### Reading text:
= = = = = = =

Environmental groups were quick to attack US President Trump’s decision to overturn his predecessor’s climate change policy in favour of a pro-fossil fuel approach aimed at securing new jobs in America’s rust belt states. However, this is to misunderstand the many weaknesses of the Paris Agreement itself, which is a wholly inadequate approach to combatting climate change according to Swedish physics Professor Kjell Aleklett:
“Few people realize that the RCP2.6 scenario that forms the basis for the Paris Agreement actually uses more fossil energy in the year 2100 than we use today.
“This scenario permits future economic growth by more than doubling energy use by the year 2100 at the same time as we reduce emissions. Use of fossil fuels will not decrease but by use of negative emission strategies we can reduce carbon dioxide release.”
Far from demanding that we curb coal mining, Aleklett points out that:
“Scenario RCP2.6 requires that we mine as much coal as possible, but also that we capture the carbon dioxide produced by burning it and then pump it underground. This means that the installation for CCS built by Vattenfall in Germany was completely in line with the agreement that Sweden signed in Paris. If President Trump supports coal mining and CCS then that is also in line with the Paris Agreement.”

= = = = = = =

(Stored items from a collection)
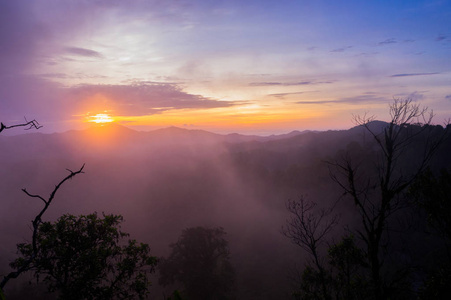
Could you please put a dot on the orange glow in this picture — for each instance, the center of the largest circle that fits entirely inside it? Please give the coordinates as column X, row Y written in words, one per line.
column 101, row 118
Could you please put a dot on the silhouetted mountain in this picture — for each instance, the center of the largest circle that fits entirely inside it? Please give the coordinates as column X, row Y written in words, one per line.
column 166, row 180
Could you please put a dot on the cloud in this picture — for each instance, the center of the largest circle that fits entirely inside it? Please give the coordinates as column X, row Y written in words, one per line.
column 20, row 34
column 269, row 83
column 338, row 50
column 365, row 98
column 388, row 41
column 82, row 52
column 141, row 98
column 283, row 95
column 413, row 74
column 279, row 83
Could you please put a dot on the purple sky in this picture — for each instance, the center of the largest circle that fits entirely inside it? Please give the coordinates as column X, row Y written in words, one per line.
column 248, row 66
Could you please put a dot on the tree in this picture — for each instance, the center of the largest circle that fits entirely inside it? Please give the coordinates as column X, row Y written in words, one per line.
column 307, row 229
column 26, row 263
column 82, row 258
column 432, row 193
column 403, row 151
column 200, row 261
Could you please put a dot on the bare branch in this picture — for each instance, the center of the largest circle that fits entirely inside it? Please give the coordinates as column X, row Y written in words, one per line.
column 27, row 265
column 28, row 124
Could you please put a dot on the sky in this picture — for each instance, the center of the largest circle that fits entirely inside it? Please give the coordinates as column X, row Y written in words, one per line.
column 253, row 67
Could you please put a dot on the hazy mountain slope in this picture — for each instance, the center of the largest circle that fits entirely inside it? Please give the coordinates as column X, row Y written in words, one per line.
column 166, row 180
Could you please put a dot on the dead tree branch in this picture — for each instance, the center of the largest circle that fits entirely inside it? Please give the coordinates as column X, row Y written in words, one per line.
column 36, row 222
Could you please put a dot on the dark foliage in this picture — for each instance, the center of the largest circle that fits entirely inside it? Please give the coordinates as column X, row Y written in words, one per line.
column 82, row 258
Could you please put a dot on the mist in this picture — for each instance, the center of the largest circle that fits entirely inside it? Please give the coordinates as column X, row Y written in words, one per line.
column 171, row 179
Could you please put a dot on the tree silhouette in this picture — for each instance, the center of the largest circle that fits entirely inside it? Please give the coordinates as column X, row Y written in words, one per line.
column 307, row 229
column 200, row 261
column 82, row 258
column 26, row 263
column 377, row 198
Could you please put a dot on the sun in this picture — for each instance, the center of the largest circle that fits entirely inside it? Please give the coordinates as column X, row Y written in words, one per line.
column 101, row 119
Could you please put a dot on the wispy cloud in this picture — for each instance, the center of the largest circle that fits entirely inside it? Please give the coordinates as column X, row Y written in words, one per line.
column 388, row 42
column 143, row 98
column 338, row 50
column 414, row 74
column 365, row 98
column 283, row 95
column 82, row 52
column 275, row 83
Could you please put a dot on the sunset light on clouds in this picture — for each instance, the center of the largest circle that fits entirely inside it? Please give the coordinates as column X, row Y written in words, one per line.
column 227, row 66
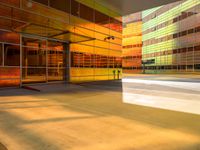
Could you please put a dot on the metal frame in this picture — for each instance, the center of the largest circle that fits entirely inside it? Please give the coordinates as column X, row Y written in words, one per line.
column 66, row 76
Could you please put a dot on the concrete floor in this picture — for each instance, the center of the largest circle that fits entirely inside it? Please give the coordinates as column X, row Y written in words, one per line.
column 93, row 116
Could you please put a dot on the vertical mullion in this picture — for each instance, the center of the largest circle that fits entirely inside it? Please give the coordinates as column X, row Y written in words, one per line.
column 3, row 54
column 46, row 49
column 21, row 60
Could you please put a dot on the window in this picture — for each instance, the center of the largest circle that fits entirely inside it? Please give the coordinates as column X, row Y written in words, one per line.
column 1, row 54
column 190, row 31
column 9, row 37
column 101, row 19
column 86, row 13
column 63, row 5
column 75, row 8
column 45, row 2
column 12, row 2
column 115, row 25
column 11, row 55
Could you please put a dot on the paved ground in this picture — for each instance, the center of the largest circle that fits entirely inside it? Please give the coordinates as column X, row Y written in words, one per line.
column 93, row 116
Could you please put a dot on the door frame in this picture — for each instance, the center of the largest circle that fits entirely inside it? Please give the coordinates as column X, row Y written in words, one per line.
column 66, row 59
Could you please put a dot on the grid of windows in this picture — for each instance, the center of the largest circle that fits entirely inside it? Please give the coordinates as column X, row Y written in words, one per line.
column 170, row 40
column 88, row 28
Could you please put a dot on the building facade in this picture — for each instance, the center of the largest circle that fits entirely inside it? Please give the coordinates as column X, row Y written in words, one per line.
column 132, row 43
column 64, row 40
column 170, row 38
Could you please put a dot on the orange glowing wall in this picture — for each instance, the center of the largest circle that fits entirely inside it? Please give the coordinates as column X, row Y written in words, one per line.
column 132, row 43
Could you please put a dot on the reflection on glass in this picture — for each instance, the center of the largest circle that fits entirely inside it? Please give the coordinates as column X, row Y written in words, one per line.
column 9, row 37
column 1, row 55
column 33, row 75
column 11, row 55
column 33, row 57
column 9, row 76
column 56, row 74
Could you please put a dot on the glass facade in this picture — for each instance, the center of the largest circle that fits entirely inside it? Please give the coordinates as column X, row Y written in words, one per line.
column 170, row 38
column 132, row 43
column 46, row 40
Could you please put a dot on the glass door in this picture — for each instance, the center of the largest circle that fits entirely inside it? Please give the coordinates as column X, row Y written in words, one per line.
column 34, row 60
column 43, row 60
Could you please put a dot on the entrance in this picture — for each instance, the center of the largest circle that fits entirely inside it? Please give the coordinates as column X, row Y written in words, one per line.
column 43, row 60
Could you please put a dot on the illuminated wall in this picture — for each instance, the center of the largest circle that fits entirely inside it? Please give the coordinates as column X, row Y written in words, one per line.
column 94, row 32
column 132, row 43
column 170, row 38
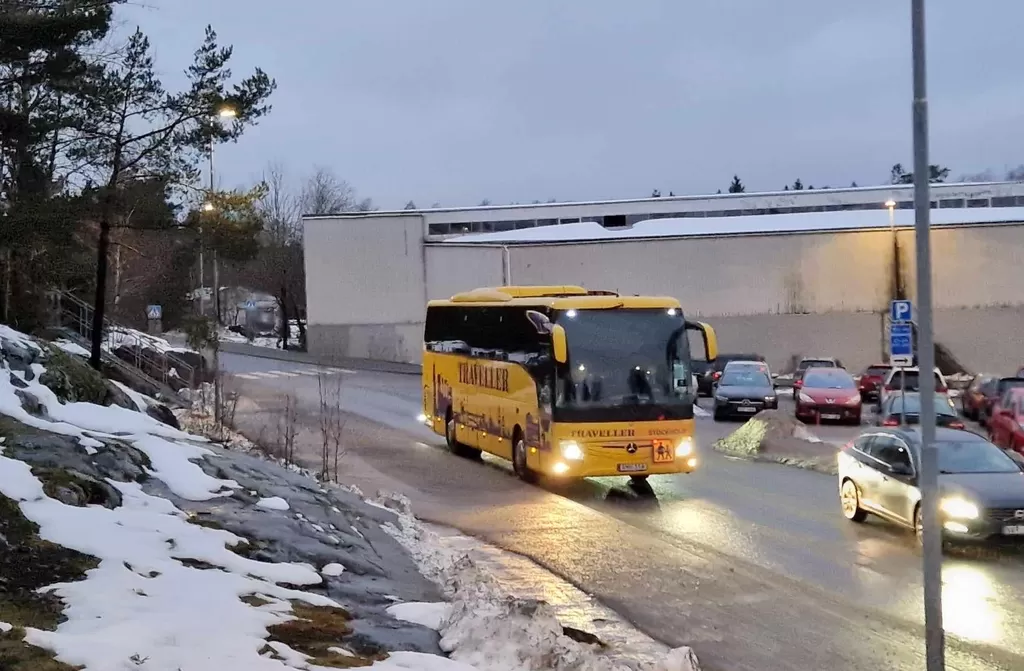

= = = = = = =

### Task instructions:
Could you carry on the article about the Paris Agreement's weaknesses, starting right after its final paragraph?

### Result of the task:
A major criticism of the Paris Agreement is that it more or less allows developed countries to continue with business as usual until 2030. After this, it is simply assumed that we will have worked out how to do Carbon Capture and Storage at a low enough cost that it can be deployed across the world. In this way, the International Panel on Climate Change assumes that global economic growth can continue even as new yet-to-be-invented technologies suck carbon dioxide out of the air and bury it deep beneath the ground – where, like nuclear waste, it must stay for hundreds of thousands of years:
Even if – and it is a big “IF” – these technologies can be invented in time, Aleklett argues that we have an even bigger problem:
“The climate agreement in Paris assumed increased consumption of fossil fuels during this entire century and five times as much nuclear energy as currently to allow economic growth to continue. This is unrealistic when access to coal, oil and natural gas will be insufficient.”
While energy experts disagree about when global production of fossil fuels and uranium will peak, all agree that these resources are finite, and most anticipate peak production to occur in the first half of this century. As Aleklett says:
“Good news for the climate, but if we are to have economic growth in future then we will need a 100% focus on renewable energy sources. The negative emissions that are written into the Paris Agreement cannot be part of our energy future. Greater investment in renewable energy is required.”
Of course, if we leave making a serious start on that renewable energy infrastructure much later than the year 1990, then we will most likely discover that we are too late to save economic growth or to prevent a climate-induced collapse of civilisation.